- **EXERCISE AIM**
Every line of the data that includes "golden" should be copied out.
--- EXCERPTED DATA ---
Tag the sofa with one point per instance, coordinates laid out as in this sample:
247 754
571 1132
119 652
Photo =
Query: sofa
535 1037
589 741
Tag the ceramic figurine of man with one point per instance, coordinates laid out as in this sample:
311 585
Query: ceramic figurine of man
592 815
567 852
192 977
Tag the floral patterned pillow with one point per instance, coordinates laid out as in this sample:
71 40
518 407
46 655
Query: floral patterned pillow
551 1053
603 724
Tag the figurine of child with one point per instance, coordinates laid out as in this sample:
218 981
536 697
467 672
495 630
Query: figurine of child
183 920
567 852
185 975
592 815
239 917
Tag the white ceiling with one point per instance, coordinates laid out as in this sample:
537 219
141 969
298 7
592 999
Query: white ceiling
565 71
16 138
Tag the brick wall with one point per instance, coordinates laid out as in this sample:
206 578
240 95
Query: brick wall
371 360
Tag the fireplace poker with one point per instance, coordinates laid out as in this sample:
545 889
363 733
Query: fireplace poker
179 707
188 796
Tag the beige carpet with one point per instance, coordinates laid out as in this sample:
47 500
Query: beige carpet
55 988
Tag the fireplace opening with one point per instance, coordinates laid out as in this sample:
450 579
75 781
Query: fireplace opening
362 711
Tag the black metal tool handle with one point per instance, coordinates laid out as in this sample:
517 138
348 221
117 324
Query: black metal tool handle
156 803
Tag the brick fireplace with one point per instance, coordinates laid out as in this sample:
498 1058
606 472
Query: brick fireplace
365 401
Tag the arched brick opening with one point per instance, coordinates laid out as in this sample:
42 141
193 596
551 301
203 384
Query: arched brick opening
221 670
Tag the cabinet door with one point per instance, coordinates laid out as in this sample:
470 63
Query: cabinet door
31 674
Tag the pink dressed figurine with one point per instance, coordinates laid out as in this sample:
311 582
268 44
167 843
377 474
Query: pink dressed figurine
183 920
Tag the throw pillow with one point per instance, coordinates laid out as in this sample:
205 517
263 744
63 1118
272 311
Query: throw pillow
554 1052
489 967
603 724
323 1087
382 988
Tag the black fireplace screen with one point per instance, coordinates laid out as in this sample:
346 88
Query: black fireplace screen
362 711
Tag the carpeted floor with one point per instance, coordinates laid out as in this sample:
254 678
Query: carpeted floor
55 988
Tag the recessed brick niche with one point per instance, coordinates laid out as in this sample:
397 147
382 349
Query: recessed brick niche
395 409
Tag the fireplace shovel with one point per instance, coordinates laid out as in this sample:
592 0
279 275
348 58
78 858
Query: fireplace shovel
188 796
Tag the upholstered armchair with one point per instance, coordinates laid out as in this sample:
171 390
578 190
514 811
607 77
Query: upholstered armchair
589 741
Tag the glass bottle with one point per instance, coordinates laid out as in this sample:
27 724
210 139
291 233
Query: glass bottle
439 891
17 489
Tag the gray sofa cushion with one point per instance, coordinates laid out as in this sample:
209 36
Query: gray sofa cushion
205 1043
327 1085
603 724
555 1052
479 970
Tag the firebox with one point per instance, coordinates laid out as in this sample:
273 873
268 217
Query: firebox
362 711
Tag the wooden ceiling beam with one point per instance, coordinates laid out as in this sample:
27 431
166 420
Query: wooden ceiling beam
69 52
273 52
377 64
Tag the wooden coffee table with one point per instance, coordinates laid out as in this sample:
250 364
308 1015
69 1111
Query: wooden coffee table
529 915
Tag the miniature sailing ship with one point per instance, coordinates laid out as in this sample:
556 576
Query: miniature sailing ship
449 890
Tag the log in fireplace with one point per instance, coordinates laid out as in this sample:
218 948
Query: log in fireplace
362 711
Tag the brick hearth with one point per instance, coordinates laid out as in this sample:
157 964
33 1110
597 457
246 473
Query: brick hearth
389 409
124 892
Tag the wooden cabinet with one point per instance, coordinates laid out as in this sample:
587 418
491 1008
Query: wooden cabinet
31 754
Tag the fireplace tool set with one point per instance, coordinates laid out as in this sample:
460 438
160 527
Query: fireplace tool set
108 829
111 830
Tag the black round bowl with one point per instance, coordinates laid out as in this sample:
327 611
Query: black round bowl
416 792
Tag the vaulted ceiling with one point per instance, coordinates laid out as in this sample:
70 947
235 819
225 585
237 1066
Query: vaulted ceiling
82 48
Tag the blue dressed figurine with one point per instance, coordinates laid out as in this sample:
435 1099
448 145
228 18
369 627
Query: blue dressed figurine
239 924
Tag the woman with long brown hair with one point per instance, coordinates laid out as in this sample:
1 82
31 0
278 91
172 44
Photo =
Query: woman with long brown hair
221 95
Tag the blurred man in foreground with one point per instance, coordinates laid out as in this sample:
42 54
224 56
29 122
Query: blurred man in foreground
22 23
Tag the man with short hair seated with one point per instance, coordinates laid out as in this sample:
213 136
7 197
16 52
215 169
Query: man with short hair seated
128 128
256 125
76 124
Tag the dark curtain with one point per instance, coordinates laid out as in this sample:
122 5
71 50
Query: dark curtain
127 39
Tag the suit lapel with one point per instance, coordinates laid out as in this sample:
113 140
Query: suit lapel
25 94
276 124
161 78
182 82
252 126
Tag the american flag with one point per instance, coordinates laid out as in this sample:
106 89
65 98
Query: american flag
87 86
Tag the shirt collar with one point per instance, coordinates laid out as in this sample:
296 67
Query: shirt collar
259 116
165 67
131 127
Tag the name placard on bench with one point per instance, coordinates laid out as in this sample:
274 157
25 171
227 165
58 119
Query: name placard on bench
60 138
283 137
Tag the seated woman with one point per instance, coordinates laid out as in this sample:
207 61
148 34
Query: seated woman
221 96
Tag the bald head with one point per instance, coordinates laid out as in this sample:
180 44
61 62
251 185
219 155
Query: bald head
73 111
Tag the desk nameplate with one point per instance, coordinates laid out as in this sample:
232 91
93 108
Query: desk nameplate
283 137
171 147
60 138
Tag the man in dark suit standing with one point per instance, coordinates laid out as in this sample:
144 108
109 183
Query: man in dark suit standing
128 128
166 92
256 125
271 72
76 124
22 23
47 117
---
--- EXCERPTED DATA ---
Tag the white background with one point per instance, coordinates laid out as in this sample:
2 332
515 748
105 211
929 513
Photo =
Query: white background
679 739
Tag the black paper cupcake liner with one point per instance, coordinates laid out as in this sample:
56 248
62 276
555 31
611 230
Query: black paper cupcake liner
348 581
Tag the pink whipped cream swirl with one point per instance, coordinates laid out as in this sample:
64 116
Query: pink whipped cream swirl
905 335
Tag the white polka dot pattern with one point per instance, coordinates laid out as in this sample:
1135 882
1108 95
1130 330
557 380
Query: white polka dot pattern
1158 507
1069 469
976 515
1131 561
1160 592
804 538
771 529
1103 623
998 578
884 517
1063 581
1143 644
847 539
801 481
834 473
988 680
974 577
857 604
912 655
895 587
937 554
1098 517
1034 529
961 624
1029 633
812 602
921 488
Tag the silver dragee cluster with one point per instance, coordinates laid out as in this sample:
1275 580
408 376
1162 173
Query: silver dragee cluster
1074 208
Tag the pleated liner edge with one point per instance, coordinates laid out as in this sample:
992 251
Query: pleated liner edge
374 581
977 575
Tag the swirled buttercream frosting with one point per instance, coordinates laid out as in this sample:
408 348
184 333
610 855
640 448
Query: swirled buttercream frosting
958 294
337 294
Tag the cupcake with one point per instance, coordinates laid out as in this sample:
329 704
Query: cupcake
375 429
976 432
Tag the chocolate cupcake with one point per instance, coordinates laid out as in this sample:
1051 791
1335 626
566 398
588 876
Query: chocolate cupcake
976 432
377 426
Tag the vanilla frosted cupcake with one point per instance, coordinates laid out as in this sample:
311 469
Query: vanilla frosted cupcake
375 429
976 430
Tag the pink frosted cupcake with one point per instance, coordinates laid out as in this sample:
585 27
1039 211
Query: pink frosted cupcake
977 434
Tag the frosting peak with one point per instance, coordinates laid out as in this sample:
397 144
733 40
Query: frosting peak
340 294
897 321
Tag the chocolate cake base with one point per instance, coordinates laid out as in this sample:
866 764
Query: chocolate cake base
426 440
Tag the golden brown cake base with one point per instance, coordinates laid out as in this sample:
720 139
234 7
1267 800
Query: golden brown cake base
---
- **EXPECTED ANSWER**
Tag the golden brown cake base with one point per instance, coordinates laid out as in this sample:
Query: golden brown cake base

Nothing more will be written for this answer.